Enunciado A: Reproduza fielmente as linhas dos registros, desde a que contém "Can you see the city" até o fim dos registros, incluindo as duas pontas.

Texto para leitura:
_ _ _ _ _

Ora, todo mundo é covarde: o editor da revista não afronta o anunciante, o jornalista/colunista não afronta o editor, o doido pra aparecer não afronta o jornalista/colunista, o presidente da República não afronta os aliados, os aliados não afrontam o presidente, a mesa não afronta os congressistas, os congressistas não afrontam os financiadores de campanha, os financiadores de campanha …, não, não, estes não – estes afrontam qualquer um. Pois bem, tirando os financiadores de campanha política, todo mundo é covarde no Brasil. Por que, então, o leitor tem que ter coragem e se identificar na hora de descer o cacete pela imprensa escrita ou internetizada?
Sem contar que a covardia é o apanágio do São Pedro sobre o qual se construiu a igreja da democracia: o voto secreto. A maior instituição democrática é filha da covardia. Na hora em que se apresentou no Congresso a idéia de voto aberto para tudo, a grita dos covardes lá também não foi geral? Qual é o problema? E se alguém vier com o argumento de que o voto é secreto para evitar pressões antes e perseguições depois, serve também para mim: na moita estou livre de ameaças e boicotes. É que também sou filho de Deus, e minha porção Dr. Jekyll adoraria colaborar na internet, uai!

_ _ _ _ _

Material:
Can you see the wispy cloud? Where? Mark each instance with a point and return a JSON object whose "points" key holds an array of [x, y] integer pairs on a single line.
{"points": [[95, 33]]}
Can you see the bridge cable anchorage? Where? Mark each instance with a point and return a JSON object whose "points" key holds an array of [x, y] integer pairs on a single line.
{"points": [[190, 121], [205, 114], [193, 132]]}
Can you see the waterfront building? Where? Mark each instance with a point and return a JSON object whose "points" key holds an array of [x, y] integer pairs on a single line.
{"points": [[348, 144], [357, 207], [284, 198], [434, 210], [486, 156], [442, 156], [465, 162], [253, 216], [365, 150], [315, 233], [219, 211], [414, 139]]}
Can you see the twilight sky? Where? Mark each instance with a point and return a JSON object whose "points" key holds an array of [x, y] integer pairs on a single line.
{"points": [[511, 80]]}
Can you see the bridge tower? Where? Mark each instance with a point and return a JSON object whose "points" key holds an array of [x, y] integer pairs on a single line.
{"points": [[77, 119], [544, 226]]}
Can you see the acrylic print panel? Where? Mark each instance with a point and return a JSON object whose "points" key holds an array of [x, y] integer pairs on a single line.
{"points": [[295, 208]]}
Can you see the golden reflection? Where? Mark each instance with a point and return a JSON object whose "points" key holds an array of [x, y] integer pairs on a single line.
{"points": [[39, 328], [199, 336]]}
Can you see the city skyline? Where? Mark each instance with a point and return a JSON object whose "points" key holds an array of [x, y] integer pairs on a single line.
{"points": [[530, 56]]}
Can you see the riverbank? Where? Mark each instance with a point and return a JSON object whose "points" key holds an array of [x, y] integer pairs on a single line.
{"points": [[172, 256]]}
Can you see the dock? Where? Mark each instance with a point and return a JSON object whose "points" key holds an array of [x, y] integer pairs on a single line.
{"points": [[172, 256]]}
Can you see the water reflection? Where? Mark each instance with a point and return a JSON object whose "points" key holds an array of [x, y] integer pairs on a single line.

_ _ _ _ _

Enunciado B: Devolva na íntegra, sem nenhuma alteração, o texto sobre a covardia.

Resposta esperada A:
Can you see the city skyline? Where? Mark each instance with a point and return a JSON object whose "points" key holds an array of [x, y] integer pairs on a single line.
{"points": [[530, 56]]}
Can you see the riverbank? Where? Mark each instance with a point and return a JSON object whose "points" key holds an array of [x, y] integer pairs on a single line.
{"points": [[172, 256]]}
Can you see the dock? Where? Mark each instance with a point and return a JSON object whose "points" key holds an array of [x, y] integer pairs on a single line.
{"points": [[172, 256]]}
Can you see the water reflection? Where? Mark each instance with a point and return a JSON object whose "points" key holds an array of [x, y] integer pairs on a single line.

Resposta esperada B:
Ora, todo mundo é covarde: o editor da revista não afronta o anunciante, o jornalista/colunista não afronta o editor, o doido pra aparecer não afronta o jornalista/colunista, o presidente da República não afronta os aliados, os aliados não afrontam o presidente, a mesa não afronta os congressistas, os congressistas não afrontam os financiadores de campanha, os financiadores de campanha …, não, não, estes não – estes afrontam qualquer um. Pois bem, tirando os financiadores de campanha política, todo mundo é covarde no Brasil. Por que, então, o leitor tem que ter coragem e se identificar na hora de descer o cacete pela imprensa escrita ou internetizada?
Sem contar que a covardia é o apanágio do São Pedro sobre o qual se construiu a igreja da democracia: o voto secreto. A maior instituição democrática é filha da covardia. Na hora em que se apresentou no Congresso a idéia de voto aberto para tudo, a grita dos covardes lá também não foi geral? Qual é o problema? E se alguém vier com o argumento de que o voto é secreto para evitar pressões antes e perseguições depois, serve também para mim: na moita estou livre de ameaças e boicotes. É que também sou filho de Deus, e minha porção Dr. Jekyll adoraria colaborar na internet, uai!